### Aufgaben
A – Beantworte zum Urteil über den Dieselschadensersatz diese Fragen:
(i) An welchem Tag kaufte der Kläger das Fahrzeug?
(ii) Welcher Schadstoffklasse gehört der Motor an?
(iii) Von welchem Datum ist das aufgehobene Urteil des 8. Zivilsenats?
B – Führe das Urteil über den Dieselschadensersatz im Anschluss an die Gliederungsziffer „I.“ weiter.

### Textabschnitt
═══
Auf die Revision des [X.] wird das Urteil des 8. Zivilsenats des [X.] vom 24. August 2022 aufgehoben.

Die Sache wird zur neuen Verhandlung und Entscheidung, auch über die Kosten des Revisionsverfahrens, an das Berufungsgericht zurückverwiesen.

Von Rechts wegen

Tatbestand

1

Der Kläger nimmt die Beklagte wegen der Verwendung unzulässiger Abschalteinrichtungen in einem Kraftfahrzeug auf Schadensersatz in Anspruch.

2

Der Kläger kaufte am 31. März 2016 einen von der Beklagten hergestellten, gebrauchten [X.] A6 Avant 3.0 [X.], der mit einem ebenfalls von der Beklagten hergestellten [X.] (Schadstoffklasse Euro 6) ausgerüstet ist. Das Fahrzeug verfügt auch über einen SCR-Katalysator. Das [X.] ([X.]) veranlasste einen Rückruf des Fahrzeugs wegen einer unzulässigen Abschalteinrichtung.

3

Das [X.] hat die auf Zahlung von Schadensersatz nebst Zinsen sowie Feststellung des Annahmeverzugs gerichtete Klage abgewiesen. Die hiergegen gerichtete Berufung des [X.] ist erfolglos geblieben. Mit der vom Senat zugelassenen Revision verfolgt der Kläger seine Anträge weiter.

Entscheidungsgründe

4

Die Revision des [X.] hat Erfolg.

I.
═══
### Angezeigte Daten
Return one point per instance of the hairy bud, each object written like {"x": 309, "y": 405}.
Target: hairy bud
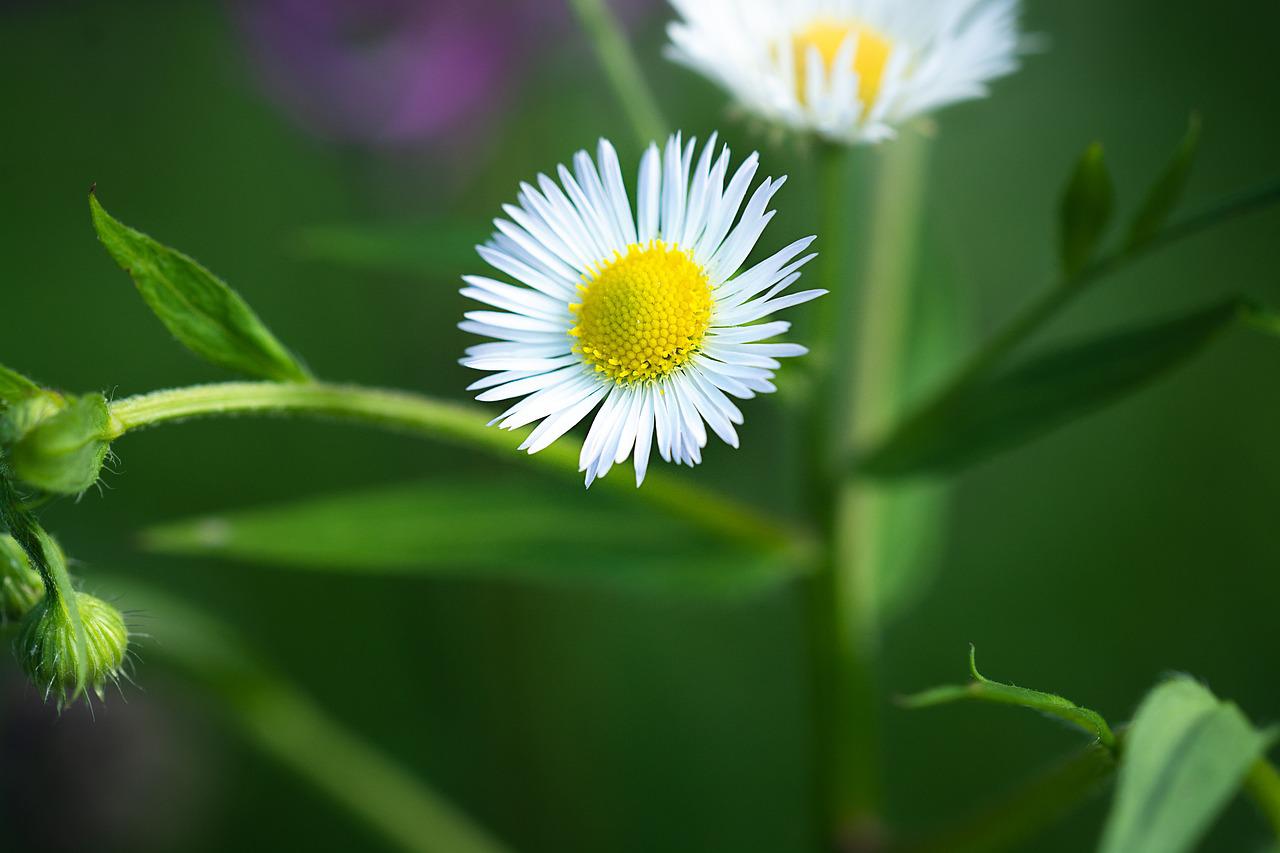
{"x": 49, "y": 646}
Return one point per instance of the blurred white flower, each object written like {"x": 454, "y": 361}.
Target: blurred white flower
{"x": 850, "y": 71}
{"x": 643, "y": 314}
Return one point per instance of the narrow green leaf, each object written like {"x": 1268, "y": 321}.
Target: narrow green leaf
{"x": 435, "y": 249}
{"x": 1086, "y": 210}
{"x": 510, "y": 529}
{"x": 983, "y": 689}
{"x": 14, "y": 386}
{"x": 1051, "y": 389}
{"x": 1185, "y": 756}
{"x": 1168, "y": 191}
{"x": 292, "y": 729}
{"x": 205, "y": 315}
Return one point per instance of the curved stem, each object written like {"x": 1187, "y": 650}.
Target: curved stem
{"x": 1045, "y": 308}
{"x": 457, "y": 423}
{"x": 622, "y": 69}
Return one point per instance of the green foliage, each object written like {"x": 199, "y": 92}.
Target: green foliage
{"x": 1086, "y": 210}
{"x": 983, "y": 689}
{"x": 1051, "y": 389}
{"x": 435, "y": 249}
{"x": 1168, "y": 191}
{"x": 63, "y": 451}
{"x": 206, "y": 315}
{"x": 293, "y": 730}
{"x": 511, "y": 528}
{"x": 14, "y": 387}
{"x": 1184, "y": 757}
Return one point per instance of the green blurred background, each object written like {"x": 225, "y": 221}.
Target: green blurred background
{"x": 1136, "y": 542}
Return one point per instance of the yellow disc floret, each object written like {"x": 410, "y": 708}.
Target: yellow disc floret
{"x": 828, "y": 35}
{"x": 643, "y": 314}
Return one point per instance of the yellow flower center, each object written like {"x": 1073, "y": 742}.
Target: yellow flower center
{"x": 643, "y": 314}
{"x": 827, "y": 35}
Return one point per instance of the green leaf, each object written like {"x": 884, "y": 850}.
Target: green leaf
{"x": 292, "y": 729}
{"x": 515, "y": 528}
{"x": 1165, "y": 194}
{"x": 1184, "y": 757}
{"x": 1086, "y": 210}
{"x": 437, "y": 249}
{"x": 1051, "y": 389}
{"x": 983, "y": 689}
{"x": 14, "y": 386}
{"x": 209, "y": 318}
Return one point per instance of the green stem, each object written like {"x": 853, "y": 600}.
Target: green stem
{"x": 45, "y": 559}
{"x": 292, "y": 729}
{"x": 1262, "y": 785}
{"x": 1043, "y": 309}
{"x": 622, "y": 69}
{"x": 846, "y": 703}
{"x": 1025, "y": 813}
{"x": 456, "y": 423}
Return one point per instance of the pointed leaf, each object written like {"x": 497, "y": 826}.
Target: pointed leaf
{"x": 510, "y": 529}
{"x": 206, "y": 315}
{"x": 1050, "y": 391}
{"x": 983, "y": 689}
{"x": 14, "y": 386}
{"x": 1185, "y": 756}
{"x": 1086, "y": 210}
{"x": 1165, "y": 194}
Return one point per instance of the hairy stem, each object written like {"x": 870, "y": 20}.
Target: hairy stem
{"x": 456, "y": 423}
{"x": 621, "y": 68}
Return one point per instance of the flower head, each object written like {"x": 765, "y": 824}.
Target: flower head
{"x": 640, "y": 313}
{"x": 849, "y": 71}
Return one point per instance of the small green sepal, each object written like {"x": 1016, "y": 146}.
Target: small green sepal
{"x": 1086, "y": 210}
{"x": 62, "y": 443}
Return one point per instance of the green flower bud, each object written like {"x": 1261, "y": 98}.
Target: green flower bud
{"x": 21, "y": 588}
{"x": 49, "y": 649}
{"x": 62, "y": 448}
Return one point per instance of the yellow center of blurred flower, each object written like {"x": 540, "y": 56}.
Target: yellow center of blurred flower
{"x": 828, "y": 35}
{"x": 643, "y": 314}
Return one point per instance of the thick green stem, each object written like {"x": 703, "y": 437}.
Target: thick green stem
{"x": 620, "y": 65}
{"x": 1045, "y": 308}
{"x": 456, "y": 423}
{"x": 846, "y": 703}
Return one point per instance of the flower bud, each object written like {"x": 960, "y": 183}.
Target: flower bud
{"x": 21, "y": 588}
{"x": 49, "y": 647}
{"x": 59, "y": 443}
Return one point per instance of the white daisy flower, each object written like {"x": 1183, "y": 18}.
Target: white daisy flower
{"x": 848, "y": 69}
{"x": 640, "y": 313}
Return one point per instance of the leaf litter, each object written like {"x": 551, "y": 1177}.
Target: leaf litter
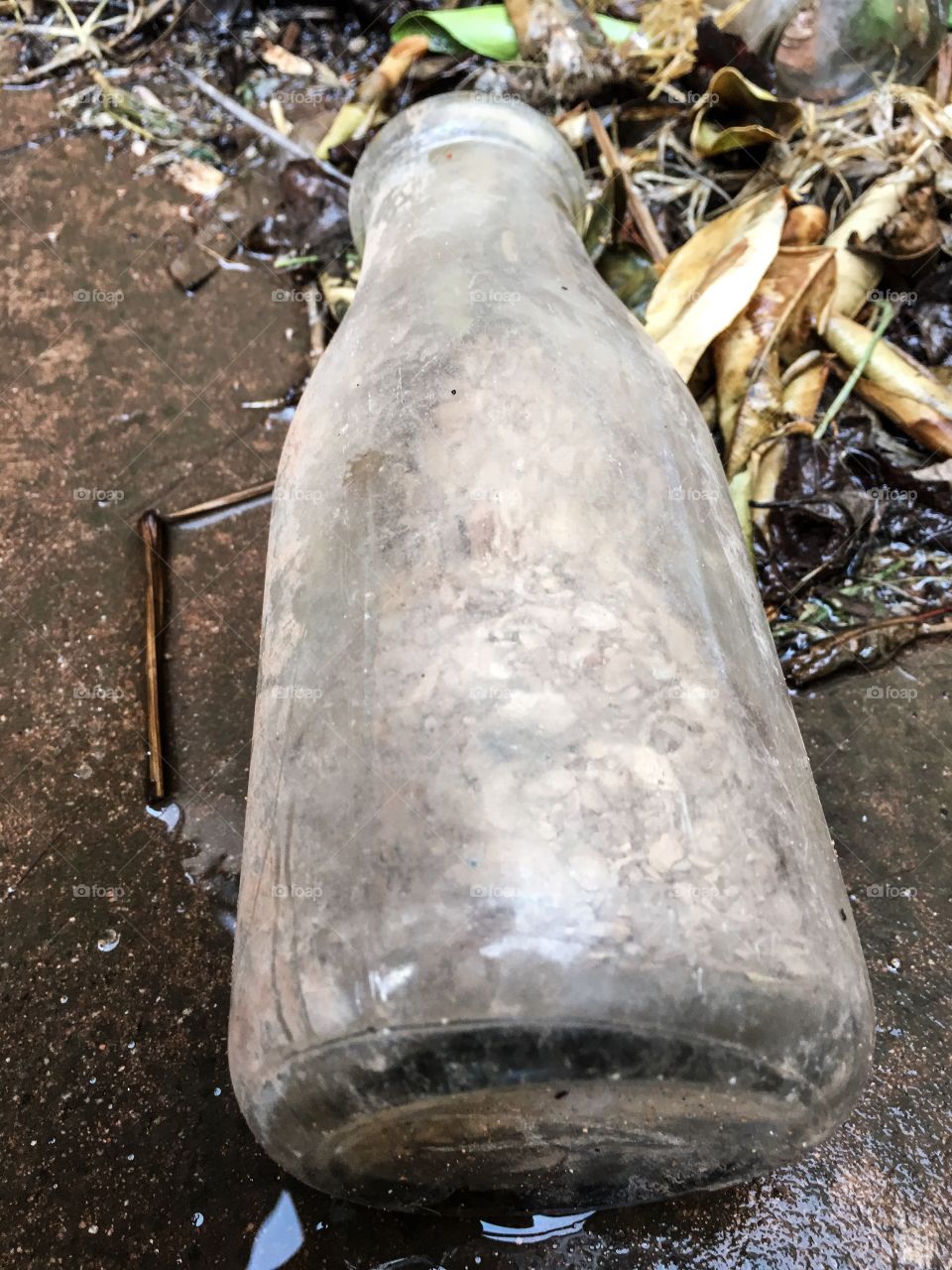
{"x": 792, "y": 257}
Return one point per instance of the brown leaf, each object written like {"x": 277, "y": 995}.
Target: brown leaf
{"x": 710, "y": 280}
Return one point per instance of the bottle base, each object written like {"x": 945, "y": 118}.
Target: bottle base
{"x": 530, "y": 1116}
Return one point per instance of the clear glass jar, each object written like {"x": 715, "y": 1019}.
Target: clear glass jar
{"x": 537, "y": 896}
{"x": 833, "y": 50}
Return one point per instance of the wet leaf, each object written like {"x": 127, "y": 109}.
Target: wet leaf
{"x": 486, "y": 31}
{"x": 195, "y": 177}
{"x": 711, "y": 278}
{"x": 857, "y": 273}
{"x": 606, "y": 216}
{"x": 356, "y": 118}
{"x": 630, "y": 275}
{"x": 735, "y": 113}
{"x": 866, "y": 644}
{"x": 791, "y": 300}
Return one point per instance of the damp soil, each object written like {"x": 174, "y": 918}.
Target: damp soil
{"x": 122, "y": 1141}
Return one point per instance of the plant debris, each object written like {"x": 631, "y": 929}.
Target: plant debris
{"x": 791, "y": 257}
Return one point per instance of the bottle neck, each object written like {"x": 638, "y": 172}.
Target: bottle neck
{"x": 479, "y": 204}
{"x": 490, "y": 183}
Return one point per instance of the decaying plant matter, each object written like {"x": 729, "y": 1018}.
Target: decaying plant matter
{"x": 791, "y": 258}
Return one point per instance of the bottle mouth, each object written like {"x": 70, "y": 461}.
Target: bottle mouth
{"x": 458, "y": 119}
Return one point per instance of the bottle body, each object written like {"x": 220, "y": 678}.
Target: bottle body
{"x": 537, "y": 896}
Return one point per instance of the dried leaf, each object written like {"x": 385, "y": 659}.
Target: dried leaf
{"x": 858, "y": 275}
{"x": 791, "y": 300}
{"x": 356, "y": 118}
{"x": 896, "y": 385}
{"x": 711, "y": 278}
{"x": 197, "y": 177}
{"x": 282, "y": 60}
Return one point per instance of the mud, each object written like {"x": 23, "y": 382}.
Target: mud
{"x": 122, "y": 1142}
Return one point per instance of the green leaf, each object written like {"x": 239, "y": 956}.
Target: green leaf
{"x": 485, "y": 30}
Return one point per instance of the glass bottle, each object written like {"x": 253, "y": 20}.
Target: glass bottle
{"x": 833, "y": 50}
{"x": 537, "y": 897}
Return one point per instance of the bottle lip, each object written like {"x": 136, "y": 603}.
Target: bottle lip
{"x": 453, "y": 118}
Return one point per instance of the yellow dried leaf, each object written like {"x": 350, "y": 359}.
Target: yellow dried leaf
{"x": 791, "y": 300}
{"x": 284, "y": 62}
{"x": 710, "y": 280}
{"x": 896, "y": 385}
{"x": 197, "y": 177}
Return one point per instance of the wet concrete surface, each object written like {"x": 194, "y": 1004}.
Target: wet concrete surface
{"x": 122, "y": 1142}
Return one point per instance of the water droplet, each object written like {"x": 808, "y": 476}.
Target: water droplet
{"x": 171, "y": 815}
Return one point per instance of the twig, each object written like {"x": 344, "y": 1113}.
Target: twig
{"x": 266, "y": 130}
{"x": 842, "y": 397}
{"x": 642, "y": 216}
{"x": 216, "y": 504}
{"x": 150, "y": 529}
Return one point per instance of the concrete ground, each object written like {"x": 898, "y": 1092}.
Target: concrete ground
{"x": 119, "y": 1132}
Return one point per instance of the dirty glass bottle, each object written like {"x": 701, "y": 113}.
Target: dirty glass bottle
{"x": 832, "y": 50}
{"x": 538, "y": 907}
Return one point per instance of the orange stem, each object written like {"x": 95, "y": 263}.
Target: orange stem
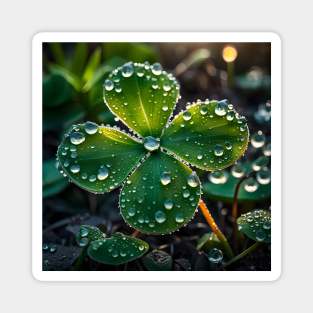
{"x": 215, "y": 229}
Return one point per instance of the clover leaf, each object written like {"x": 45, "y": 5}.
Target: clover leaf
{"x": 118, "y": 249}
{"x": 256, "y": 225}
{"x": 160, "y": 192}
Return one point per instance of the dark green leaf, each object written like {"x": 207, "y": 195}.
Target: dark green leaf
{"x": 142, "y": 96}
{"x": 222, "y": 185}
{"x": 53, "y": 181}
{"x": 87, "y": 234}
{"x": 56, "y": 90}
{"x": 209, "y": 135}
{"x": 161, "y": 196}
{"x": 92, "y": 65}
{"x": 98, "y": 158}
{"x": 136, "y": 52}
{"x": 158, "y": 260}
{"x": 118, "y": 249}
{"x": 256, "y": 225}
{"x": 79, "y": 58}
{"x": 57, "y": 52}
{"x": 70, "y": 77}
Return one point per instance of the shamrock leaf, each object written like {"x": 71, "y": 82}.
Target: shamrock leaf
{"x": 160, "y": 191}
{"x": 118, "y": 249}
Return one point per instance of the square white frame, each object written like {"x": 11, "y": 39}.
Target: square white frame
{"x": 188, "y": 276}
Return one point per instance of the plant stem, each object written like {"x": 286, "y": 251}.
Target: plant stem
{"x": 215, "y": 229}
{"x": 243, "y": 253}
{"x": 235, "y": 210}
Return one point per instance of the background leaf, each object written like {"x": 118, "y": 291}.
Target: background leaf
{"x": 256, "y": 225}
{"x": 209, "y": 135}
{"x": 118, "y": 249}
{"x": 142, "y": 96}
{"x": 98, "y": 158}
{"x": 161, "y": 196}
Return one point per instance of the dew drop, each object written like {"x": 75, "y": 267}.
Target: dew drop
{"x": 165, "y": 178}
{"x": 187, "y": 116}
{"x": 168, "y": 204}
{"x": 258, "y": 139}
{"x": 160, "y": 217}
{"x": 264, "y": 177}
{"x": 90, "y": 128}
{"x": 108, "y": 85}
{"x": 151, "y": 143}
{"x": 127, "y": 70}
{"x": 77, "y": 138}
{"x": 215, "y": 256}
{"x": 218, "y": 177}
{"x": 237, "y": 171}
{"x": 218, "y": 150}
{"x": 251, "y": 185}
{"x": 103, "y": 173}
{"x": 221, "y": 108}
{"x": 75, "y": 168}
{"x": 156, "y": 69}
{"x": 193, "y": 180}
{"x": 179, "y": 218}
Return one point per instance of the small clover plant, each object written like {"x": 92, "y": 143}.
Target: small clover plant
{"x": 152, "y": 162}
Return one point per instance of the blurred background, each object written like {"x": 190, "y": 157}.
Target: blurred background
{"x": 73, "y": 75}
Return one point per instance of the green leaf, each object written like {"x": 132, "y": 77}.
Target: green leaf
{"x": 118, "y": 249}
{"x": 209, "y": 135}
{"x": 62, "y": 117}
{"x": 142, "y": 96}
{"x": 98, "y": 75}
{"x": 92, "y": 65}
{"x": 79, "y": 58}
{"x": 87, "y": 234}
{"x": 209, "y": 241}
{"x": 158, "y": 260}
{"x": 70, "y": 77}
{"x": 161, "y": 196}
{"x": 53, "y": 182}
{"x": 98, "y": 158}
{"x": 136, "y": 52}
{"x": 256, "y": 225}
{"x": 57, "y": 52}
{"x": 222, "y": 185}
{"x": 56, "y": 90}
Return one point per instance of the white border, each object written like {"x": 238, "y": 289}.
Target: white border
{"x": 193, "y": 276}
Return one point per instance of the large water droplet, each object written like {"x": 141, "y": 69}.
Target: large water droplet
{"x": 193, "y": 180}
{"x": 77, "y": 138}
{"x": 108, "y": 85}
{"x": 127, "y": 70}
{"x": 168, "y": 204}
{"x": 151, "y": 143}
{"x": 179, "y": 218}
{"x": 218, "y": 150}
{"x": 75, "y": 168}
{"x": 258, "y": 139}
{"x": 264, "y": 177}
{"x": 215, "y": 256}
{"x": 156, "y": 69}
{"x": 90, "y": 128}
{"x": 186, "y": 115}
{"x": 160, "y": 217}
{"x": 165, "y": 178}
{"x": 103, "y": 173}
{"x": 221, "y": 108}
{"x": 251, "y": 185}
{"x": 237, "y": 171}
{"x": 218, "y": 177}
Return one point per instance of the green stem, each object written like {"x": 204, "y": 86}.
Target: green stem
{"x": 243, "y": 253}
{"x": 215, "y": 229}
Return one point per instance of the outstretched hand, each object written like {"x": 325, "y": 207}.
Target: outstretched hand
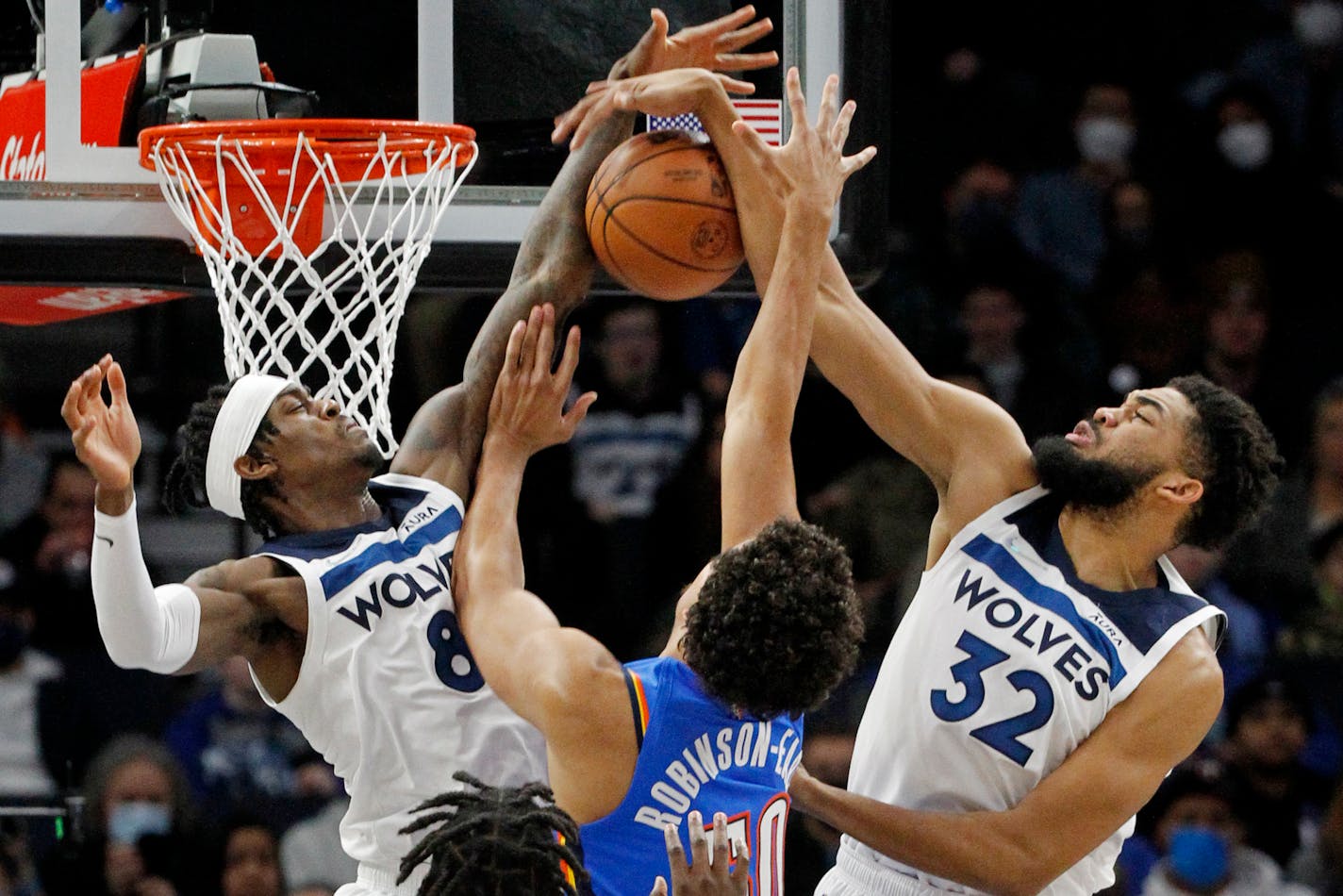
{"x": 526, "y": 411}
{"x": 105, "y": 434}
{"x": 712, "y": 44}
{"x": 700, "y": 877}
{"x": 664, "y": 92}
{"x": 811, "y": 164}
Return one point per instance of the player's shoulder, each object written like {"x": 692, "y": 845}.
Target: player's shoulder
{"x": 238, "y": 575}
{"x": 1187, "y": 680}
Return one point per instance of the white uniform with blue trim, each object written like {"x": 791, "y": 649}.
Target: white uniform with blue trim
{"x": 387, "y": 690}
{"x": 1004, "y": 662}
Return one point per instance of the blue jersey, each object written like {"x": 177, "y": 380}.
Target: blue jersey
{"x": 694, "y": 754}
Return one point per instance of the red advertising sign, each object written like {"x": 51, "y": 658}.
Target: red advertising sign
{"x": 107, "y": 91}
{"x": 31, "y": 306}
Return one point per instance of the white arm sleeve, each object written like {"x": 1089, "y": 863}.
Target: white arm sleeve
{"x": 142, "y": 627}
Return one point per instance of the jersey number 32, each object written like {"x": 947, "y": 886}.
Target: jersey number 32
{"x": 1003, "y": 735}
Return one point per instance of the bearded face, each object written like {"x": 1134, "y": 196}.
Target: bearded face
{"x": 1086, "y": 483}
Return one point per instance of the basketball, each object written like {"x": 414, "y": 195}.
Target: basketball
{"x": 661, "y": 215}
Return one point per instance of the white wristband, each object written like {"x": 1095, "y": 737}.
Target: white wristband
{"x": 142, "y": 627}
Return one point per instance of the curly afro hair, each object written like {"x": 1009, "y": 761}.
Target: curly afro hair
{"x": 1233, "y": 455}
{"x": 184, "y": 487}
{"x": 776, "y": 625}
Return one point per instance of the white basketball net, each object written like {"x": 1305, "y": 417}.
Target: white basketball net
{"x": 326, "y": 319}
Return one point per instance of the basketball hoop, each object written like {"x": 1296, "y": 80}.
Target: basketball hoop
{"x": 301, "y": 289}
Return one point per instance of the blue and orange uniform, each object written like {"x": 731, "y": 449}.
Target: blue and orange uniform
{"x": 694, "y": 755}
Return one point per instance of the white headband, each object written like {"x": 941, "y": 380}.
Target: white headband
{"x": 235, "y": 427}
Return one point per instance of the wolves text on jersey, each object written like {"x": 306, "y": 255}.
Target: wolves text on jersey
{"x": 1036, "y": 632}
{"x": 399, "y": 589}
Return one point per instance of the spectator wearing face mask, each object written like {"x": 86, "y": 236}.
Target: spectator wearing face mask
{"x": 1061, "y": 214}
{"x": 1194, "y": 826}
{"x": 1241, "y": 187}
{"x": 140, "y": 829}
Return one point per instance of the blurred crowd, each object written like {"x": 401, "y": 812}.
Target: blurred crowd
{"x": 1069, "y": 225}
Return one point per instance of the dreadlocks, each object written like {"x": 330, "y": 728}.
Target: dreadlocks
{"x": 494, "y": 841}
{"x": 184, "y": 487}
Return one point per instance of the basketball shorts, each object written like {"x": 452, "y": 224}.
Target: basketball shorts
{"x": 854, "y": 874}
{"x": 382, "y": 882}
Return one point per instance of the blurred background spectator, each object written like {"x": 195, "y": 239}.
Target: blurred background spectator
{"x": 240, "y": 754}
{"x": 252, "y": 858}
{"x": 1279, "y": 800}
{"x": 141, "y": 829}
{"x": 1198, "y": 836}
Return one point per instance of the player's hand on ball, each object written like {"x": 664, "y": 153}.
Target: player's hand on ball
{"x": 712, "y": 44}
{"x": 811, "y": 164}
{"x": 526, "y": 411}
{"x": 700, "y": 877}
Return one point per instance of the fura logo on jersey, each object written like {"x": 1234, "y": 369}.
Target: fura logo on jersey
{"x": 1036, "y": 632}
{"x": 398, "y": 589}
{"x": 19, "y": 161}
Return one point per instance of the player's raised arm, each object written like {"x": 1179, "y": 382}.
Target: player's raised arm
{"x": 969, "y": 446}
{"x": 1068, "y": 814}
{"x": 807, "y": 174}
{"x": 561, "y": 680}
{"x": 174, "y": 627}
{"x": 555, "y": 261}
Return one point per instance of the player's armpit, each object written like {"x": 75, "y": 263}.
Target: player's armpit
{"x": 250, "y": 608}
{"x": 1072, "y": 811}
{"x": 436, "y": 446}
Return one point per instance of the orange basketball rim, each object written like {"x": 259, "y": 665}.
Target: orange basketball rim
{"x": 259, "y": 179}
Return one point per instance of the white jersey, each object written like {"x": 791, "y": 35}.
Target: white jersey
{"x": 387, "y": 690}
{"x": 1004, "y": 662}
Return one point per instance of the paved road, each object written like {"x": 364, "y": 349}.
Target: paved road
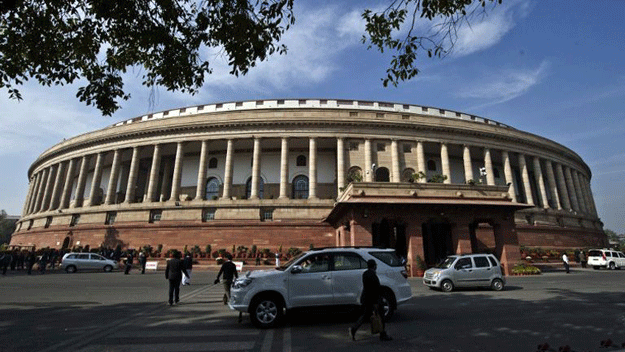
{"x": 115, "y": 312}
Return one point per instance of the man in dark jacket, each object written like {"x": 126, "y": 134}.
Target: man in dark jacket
═══
### Lösungen
A –
(i) Am 31. März 2016.
(ii) Euro 6.
(iii) Vom 24. August 2022.

B –
5

Das Berufungsgericht hat seine Entscheidung im Wesentlichen wie folgt begründet:

6

Dem Kläger stehe kein Anspruch aus §§ 826, 31 BGB zu, denn er habe die nach § 826 BGB erforderliche vorsätzliche sittenwidrige Schädigung nicht hinreichend dargetan. In Bezug auf eine behauptete [X.] fehle es an greifbaren Anhaltspunkten, weil der Rückruf des [X.] die [X.] bei einer bestimmten Restreichweite betreffe. Die seitens der [X.] eingeräumte [X.] sei nicht grenzwertkausal und vom [X.] nicht als unzulässig beanstandet worden. Dementsprechend sei die Verwendung dieser Funktion nicht sittenwidrig. Auch die Restreichweitenerkennung und die davon abhängige Steuerung der [X.] begründe nicht die Sittenwidrigkeit. Auswirkungen des Software-Updates könnten nicht die Sittenwidrigkeit begründen. In einer Lenkwinkelerkennung liege keine Abschalteinrichtung. Die Behauptungen des [X.] zum [X.] seien als neue Angriffsmittel im zweiten Rechtszug nach § 529 Abs. 1 Nr. 2, § 531 Abs. 2 Satz 1 Nr. 3 ZPO nicht zu berücksichtigen, weil die Beklagte die konkrete Ausgestaltung in Abrede gestellt habe und überdies eine Erforderlichkeit des [X.]s zum Motorschutz behauptet habe.

7

Schließlich bestehe kein Schadensersatzanspruch gemäß § 823 Abs. 2 BGB in Verbindung mit Art. 5 Abs. 2 [X.] ([X.]) Nr. 715/2007. Dabei könne die Rechtsnatur der zuletzt genannten Vorschrift als Schutzgesetz offenbleiben. Denn jedenfalls fehle es an einem Schaden des [X.], weil die Gefahr einer Betriebsbeschränkung durch das Aufspielen des freigegebenen Software-Updates habe ausgeräumt werden können.

II.

8

Diese Erwägungen halten der Überprüfung im Revisionsverfahren nicht stand.

9

1. Zu Recht hat das Berufungsgericht allerdings eine Schadensersatzhaftung der [X.] aus §§ 826, 31 BGB verneint.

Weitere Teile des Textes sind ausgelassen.